[Task to complete]
Reproduce the data exactly and drop any pictures it holds.

(Records from a data source)
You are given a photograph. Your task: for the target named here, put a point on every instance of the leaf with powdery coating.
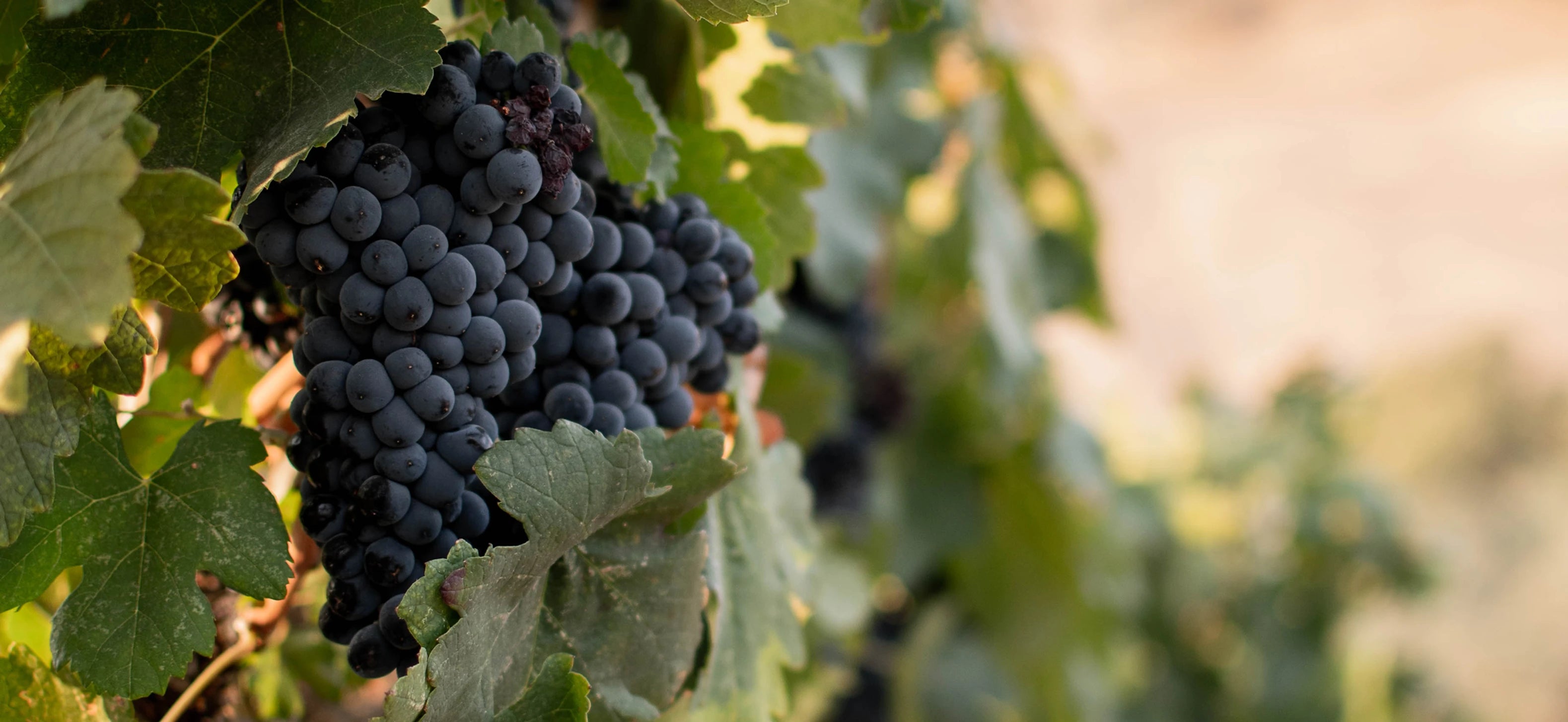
(184, 258)
(564, 486)
(63, 233)
(628, 602)
(139, 616)
(262, 77)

[Answer to this problem]
You are given a photograph. Your task: for the target named here, put a point on every instance of the leaf with powdery coating.
(184, 258)
(564, 486)
(63, 233)
(628, 602)
(139, 616)
(262, 77)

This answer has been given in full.